-- TASK REQUIREMENTS --
Copy the stretch of the text on plagiarism from "A newly embraced" through "of their images.", changing "sampling" to "borrowing".

-- EXTRACTED TEXT --
□ □ □ □ □ □ □

Perhaps the most commonly encountered plagiarism is that which results from students’ imperfect mastery of the conventions of citation that are particular to academic writing, especially in the social sciences and humanities. In this world, any ideas or exact words derived from another source must be credited explicitly, with the (tricky) exception of “common knowledge.” Students often wonder exactly how to give credit, for example when they use material from their course reading (surely, they often think, the professor knows it’s from the course reading, so why should they bother citing it for their audience of one?). They are confused about providing page numbers—page numbers are never given in journalism, are they?—and about using quotation marks or paraphrasing. This kind of plagiarism is usually the result of years of fuzzy teaching and learning and can be corrected only by more education. It is made more difficult by the fact that professors in different fields, and even within the same departments, often give students different rules to follow.

A newly embraced kind of plagiarism is sampling. This kind of artistic creation, including other artists’ work within one’s own and doing something new with it, has existed for centuries. Bach did it; the Impressionists celebrated it. Some contemporary artists, such as Jonathan Lethem, welcome transformation of their ideas. Commercial holders of copyrights, such as the Disney Corporation, prosecute every possible unauthorized use of their images.

The kind of plagiarism that makes administrators, professors, and the public unhappy, though, is a very specific kind of plagiarism. This is the plagiarism that involves a lazy student knowingly taking material—these days usually located on the Internet—written by someone else and presenting it as his own for credit. It might be a phrase, a sentence, a paragraph, or the earlier-mentioned entire document. This kind of student knows what she is doing, and does it to deceive the professor, to get a good grade, all the while glossing over doing the work herself.

This kind of plagiarism—let’s call it academic-crime plagiarism—also has many causes, but most include the following: 1) the fact that students do not necessarily care about the learning that is supposed to result from doing their own work, 2) the fact that many perceive higher education (and indeed secondary education as well) as a bottom-line endeavor where the most important outcome is a grade or a credential, 3) the fact that higher education is a multi-faceted enterprise sold as a a) combined cultural rite of passage that transforms children into adults, b) an opportunity to learn about oneself and the world, and c) a prelude to work and success. Students are very busy pursuing the activities marketed as the co-curriculum, relegating classes to a small sliver of their time, as well as working to support the high costs associated with higher education.

□ □ □ □ □ □ □

-- DATA RECORDS --
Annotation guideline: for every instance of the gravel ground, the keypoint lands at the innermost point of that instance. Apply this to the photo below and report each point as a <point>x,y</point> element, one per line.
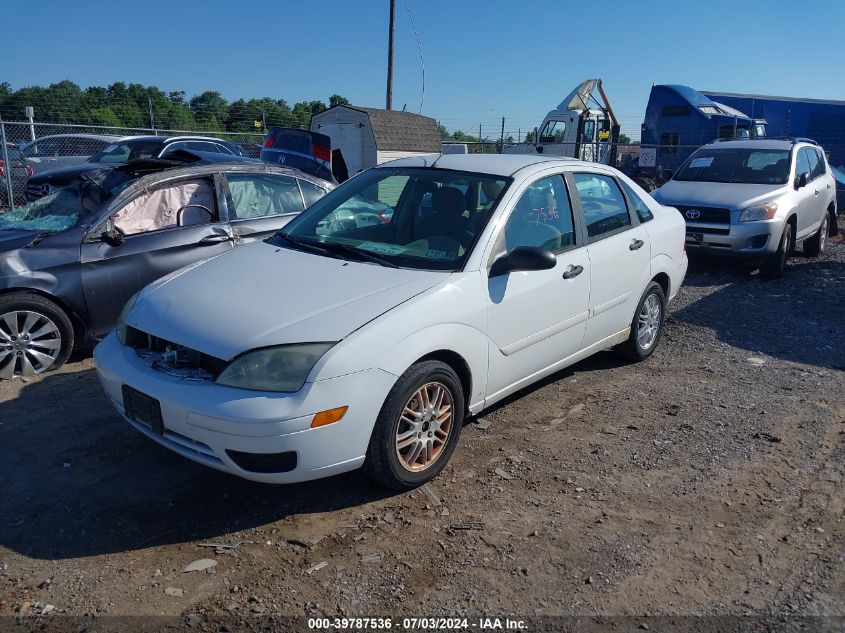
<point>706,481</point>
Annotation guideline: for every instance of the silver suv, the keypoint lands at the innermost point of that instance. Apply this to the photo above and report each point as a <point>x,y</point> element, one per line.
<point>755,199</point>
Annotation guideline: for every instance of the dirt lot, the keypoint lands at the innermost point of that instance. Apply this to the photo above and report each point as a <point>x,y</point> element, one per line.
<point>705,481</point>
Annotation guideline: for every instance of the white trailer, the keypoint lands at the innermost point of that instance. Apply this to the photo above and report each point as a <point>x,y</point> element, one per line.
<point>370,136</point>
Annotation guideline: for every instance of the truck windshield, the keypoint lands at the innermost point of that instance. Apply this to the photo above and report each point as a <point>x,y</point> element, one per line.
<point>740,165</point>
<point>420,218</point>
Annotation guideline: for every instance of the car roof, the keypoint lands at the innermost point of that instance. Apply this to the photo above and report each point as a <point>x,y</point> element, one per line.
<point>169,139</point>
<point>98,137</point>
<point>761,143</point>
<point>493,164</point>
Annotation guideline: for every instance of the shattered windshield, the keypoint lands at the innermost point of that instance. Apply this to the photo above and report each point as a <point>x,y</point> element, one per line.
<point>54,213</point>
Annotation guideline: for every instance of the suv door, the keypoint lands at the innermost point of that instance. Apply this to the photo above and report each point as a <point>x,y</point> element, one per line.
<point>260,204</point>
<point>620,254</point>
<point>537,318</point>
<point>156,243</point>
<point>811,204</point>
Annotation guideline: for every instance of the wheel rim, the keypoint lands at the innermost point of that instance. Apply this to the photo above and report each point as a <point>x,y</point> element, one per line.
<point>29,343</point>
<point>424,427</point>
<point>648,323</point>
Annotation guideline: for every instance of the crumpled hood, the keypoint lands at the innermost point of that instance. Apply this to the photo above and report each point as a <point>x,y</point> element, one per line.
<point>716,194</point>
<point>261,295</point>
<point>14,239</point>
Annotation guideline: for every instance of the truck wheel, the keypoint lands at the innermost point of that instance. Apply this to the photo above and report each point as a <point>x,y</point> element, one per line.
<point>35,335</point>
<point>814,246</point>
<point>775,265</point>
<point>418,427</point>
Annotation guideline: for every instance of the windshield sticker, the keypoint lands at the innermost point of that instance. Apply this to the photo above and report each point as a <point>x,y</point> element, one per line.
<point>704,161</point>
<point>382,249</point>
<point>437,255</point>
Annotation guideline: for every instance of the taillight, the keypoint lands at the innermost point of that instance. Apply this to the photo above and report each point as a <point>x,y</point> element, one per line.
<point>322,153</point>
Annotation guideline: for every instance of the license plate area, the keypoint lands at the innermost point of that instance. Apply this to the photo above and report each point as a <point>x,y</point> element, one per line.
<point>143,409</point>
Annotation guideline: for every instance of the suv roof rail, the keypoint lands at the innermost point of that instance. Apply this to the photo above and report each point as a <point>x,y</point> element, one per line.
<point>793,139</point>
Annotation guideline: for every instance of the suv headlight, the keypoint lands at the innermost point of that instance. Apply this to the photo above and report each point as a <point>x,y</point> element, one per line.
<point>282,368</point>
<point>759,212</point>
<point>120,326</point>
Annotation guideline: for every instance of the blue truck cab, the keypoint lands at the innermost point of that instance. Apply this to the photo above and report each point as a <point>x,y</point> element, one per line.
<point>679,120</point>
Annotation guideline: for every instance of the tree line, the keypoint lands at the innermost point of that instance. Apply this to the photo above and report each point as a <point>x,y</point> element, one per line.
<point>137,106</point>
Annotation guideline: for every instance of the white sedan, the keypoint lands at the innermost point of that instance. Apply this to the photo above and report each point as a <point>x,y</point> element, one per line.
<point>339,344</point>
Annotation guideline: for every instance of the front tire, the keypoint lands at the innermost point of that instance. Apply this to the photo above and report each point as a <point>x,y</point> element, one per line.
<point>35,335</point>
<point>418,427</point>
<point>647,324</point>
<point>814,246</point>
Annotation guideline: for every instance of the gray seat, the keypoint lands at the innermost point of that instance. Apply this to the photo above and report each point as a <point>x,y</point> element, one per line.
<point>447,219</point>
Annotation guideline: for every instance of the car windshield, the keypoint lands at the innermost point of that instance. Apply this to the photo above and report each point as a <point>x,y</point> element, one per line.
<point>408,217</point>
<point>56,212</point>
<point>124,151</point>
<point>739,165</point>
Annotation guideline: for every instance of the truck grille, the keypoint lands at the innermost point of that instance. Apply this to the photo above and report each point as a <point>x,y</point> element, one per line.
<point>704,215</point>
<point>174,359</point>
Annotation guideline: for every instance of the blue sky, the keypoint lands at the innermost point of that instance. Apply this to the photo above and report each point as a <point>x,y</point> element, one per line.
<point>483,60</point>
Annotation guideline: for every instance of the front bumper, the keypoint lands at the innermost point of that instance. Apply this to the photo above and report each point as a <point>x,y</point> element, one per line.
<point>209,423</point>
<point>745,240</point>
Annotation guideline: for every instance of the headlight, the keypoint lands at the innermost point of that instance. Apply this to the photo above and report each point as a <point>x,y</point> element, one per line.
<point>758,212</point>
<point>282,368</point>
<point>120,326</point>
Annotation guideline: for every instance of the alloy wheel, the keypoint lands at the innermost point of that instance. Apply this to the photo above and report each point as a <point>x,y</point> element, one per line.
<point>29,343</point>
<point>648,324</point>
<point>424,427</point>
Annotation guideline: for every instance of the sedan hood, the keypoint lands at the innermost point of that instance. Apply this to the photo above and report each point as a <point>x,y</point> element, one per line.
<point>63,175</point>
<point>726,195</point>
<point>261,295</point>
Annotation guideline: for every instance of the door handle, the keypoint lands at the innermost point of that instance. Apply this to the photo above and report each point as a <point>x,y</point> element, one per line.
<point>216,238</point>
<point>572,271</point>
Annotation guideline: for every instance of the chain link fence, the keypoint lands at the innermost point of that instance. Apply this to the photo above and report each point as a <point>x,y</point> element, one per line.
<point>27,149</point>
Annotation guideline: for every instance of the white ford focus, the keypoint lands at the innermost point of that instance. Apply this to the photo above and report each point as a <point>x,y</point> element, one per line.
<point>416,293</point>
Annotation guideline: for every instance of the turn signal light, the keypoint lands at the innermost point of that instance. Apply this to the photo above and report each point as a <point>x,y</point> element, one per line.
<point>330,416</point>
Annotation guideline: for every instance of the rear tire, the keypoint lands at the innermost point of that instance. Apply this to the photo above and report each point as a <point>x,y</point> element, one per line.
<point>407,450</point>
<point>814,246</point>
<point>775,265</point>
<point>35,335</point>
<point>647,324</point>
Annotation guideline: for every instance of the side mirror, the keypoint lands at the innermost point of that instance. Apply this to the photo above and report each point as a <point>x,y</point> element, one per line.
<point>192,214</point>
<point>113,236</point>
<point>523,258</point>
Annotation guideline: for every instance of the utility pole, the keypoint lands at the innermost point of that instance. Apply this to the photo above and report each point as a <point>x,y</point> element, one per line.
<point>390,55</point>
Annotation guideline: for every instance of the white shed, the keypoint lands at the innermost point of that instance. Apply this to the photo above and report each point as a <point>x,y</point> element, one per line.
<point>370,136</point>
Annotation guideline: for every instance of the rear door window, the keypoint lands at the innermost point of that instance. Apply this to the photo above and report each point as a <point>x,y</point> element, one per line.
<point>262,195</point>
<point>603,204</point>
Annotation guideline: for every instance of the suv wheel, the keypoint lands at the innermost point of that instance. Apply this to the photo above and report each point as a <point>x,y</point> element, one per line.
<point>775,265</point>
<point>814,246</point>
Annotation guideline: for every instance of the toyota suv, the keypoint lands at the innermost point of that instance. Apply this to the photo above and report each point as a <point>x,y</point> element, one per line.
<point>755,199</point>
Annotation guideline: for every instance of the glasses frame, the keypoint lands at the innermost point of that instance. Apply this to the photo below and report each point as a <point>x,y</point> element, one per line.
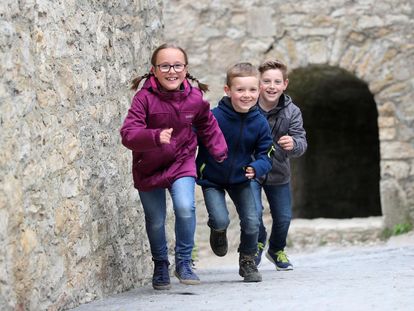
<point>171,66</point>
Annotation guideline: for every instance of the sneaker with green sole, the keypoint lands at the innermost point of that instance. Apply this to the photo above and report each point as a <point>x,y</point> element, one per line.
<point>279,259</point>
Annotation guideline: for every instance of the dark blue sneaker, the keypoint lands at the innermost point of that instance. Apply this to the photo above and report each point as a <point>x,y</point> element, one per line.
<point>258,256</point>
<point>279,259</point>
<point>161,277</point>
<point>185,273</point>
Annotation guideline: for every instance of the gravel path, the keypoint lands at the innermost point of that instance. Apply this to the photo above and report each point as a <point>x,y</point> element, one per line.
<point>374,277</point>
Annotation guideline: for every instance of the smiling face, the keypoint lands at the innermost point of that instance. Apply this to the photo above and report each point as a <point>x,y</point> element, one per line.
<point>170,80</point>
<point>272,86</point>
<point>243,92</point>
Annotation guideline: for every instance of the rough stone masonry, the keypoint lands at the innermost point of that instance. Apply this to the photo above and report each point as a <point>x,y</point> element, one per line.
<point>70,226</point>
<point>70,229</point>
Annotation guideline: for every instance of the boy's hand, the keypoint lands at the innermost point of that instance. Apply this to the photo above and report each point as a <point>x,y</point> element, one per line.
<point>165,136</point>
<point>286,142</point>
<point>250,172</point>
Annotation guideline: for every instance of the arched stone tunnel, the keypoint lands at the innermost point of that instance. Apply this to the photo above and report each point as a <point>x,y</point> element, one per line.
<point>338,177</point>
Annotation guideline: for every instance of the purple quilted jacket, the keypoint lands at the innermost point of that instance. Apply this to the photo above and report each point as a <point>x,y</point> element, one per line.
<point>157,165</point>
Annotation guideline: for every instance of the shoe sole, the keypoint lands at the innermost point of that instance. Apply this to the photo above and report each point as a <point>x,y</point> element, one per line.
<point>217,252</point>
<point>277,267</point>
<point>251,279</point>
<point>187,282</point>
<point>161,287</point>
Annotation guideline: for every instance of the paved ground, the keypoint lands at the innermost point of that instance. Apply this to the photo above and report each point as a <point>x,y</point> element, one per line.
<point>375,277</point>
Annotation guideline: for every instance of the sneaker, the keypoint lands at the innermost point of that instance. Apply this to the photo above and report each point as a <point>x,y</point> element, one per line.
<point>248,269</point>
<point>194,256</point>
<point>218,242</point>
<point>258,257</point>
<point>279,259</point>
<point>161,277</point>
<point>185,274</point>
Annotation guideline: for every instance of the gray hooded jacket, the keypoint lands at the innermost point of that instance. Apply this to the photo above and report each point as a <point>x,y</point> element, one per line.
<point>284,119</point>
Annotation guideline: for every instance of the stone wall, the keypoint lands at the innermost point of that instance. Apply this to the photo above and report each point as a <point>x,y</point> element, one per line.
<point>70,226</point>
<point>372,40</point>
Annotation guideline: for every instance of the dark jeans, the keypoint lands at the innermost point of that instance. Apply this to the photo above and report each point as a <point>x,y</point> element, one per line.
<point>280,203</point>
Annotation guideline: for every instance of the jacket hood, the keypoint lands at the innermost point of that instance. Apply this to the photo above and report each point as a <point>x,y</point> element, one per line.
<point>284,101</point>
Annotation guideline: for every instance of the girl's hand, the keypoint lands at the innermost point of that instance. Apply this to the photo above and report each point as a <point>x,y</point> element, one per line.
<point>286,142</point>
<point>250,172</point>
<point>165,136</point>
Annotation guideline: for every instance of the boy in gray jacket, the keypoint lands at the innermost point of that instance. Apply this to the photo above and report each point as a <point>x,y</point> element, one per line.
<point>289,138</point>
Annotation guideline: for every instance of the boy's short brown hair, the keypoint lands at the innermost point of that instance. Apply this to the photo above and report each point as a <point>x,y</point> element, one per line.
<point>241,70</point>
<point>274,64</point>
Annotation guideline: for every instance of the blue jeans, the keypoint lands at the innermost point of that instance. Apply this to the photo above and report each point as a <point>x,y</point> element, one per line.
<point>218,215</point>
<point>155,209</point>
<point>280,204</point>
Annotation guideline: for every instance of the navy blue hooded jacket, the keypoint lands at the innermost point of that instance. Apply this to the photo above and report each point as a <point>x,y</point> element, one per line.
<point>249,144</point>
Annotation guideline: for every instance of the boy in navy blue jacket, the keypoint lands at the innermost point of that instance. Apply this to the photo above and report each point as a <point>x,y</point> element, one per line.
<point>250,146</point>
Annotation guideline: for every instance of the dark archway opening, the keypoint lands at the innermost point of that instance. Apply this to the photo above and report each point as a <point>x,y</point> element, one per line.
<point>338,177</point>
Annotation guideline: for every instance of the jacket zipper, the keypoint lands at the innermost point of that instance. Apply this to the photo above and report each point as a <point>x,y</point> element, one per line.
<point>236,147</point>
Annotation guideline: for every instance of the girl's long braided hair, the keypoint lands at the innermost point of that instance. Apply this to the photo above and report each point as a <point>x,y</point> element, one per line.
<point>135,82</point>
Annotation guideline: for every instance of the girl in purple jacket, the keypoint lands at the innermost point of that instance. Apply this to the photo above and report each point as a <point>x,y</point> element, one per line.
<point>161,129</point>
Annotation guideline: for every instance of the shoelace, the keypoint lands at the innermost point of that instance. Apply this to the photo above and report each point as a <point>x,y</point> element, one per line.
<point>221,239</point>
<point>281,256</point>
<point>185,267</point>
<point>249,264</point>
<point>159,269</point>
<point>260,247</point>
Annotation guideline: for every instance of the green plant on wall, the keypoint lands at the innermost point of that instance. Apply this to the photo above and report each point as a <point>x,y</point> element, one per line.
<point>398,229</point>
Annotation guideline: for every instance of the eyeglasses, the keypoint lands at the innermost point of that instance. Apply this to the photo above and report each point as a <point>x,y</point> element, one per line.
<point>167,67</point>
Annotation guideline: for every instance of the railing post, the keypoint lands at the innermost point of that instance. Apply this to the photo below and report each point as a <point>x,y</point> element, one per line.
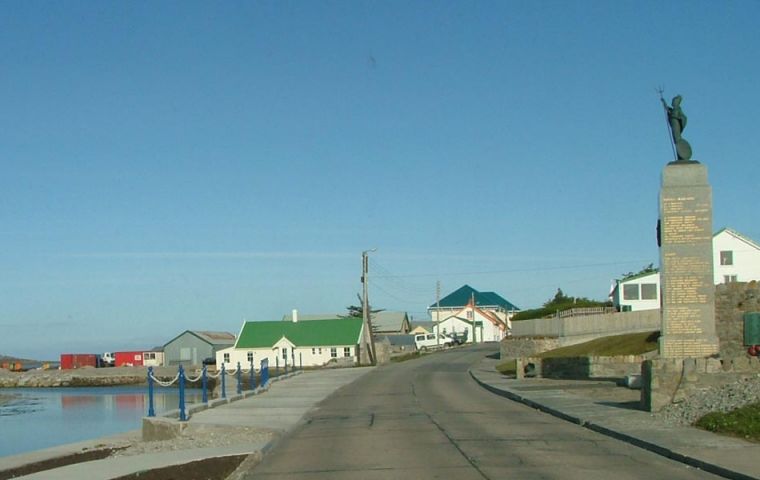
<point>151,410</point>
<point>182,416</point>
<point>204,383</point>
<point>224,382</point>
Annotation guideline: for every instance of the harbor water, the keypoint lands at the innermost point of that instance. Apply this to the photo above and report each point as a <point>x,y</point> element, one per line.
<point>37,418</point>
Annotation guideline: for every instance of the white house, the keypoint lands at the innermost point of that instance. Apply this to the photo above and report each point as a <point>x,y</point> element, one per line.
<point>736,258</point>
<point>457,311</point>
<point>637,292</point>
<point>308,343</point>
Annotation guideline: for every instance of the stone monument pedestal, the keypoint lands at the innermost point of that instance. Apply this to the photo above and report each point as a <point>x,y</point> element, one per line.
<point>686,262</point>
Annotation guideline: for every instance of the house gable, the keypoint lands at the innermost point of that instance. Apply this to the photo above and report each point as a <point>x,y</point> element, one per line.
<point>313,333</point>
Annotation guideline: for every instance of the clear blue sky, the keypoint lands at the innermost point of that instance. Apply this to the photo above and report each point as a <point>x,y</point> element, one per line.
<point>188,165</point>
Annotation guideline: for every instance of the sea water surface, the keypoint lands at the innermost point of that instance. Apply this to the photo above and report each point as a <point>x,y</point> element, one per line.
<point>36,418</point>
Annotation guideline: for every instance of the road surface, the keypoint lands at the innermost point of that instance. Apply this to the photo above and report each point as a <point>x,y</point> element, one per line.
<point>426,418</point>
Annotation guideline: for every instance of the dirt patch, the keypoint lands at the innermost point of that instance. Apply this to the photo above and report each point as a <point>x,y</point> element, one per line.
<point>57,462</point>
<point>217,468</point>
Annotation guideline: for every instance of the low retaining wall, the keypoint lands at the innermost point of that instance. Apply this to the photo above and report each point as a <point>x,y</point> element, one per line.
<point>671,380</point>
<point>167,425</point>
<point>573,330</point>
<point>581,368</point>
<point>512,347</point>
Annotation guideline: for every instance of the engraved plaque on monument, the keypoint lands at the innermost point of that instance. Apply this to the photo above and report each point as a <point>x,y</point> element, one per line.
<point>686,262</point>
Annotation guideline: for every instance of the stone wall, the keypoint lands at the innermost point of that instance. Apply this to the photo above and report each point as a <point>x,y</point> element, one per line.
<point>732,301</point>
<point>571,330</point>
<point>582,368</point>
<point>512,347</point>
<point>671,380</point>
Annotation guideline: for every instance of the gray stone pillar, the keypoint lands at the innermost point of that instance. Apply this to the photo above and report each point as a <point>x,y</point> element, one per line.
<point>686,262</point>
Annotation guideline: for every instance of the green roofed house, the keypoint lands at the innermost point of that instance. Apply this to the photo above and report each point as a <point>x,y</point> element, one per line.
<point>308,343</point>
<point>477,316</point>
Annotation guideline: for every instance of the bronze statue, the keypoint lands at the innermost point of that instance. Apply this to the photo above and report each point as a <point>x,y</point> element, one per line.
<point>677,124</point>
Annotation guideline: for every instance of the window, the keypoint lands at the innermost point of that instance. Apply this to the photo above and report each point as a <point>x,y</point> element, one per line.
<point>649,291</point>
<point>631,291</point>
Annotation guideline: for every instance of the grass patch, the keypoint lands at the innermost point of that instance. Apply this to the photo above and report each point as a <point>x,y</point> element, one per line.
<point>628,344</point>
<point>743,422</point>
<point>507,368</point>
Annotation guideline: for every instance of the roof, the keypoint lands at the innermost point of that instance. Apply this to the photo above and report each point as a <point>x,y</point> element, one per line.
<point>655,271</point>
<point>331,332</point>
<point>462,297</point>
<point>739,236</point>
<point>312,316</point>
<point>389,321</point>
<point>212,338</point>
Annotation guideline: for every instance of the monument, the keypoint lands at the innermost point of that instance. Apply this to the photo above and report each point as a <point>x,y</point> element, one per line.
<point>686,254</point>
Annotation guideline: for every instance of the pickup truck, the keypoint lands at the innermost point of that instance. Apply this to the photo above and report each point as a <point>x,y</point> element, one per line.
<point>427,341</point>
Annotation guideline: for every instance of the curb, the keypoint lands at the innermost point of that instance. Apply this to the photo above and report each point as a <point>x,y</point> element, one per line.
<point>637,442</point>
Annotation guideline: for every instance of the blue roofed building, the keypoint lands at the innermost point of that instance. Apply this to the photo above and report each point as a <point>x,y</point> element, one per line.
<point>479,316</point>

□ □ □ □ □ □ □

-- FINISHED EXERCISE --
A newly embraced kind of plagiarism is borrowing. This kind of artistic creation, including other artists’ work within one’s own and doing something new with it, has existed for centuries. Bach did it; the Impressionists celebrated it. Some contemporary artists, such as Jonathan Lethem, welcome transformation of their ideas. Commercial holders of copyrights, such as the Disney Corporation, prosecute every possible unauthorized use of their images.